> **ASSIGNMENT**: In the entries below, find the line containing "In this exercise you will spot the porch roof". Copy it and all lines after it, exactly, through the end.
[ENTRIES SHOWN Boundary: Start]
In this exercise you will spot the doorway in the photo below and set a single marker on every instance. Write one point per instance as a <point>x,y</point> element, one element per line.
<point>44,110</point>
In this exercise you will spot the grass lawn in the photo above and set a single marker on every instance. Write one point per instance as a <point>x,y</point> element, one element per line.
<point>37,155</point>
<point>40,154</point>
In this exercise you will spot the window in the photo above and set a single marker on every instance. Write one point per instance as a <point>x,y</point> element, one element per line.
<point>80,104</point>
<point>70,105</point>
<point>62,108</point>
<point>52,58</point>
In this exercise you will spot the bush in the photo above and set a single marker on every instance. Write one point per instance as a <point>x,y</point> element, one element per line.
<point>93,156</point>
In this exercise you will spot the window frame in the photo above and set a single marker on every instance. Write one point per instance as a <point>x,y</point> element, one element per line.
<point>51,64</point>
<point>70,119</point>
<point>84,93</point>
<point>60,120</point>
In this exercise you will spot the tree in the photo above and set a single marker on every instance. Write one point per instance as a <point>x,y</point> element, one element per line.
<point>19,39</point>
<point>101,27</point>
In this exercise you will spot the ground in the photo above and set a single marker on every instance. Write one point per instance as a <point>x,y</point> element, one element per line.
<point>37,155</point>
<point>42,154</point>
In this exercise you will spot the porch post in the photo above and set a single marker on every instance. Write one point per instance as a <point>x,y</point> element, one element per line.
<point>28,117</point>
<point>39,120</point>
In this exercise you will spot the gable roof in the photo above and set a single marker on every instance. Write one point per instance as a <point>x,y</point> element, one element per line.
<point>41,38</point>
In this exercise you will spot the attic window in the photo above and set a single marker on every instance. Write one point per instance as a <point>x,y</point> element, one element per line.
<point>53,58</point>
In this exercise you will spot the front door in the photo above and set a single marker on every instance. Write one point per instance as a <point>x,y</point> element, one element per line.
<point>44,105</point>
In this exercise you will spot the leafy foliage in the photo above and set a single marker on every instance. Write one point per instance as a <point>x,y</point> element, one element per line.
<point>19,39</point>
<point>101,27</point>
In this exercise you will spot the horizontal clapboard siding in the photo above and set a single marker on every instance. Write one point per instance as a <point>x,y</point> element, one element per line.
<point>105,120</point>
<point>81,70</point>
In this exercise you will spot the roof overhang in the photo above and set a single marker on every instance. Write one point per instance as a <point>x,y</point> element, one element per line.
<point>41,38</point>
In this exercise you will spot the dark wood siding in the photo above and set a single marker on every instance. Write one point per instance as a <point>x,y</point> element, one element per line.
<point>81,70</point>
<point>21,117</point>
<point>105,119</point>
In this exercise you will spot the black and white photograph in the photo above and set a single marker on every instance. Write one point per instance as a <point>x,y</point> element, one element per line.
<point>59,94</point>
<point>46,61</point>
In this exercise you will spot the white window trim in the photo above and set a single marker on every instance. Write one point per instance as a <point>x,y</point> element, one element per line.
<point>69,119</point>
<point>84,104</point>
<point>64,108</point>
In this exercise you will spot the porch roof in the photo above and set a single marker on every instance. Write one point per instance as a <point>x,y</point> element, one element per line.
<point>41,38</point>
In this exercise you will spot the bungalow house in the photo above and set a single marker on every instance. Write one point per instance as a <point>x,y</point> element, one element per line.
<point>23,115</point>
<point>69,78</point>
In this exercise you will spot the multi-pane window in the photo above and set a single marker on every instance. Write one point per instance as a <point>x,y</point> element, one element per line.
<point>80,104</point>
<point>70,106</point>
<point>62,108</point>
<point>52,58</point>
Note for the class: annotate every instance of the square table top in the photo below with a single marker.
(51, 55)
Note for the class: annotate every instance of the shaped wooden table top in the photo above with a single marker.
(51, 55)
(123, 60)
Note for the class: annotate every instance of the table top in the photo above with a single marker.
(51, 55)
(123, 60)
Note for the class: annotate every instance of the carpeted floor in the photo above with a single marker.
[ENTRIES SHOWN Boundary: End]
> **OUTPUT FOR THIS TASK**:
In this exercise you will spot the porch roof in the photo above and set a single marker on every instance. Write one point per instance as a <point>x,y</point> element, one element per line.
<point>41,38</point>
In this exercise you will spot the bungalow house in the photo above and set a single marker on every instance. Write one point per instance as a <point>x,y</point> element, one element per line.
<point>23,115</point>
<point>69,78</point>
In this exercise you will spot the multi-pane window in the photo above and set a single marker on every instance. Write one point per instance as a <point>x,y</point> element, one element per line.
<point>80,104</point>
<point>70,106</point>
<point>62,108</point>
<point>52,58</point>
Note for the class: annotate every instance of the square table top in the photo below with a single marker.
(51, 55)
Note for the class: annotate every instance of the shaped wooden table top in the photo above with a single marker.
(51, 55)
(123, 60)
Note for the class: annotate every instance of the table top in the photo above with a single marker.
(51, 55)
(123, 60)
Note for the class: annotate every instance of the carpeted floor in the photo above with a single marker.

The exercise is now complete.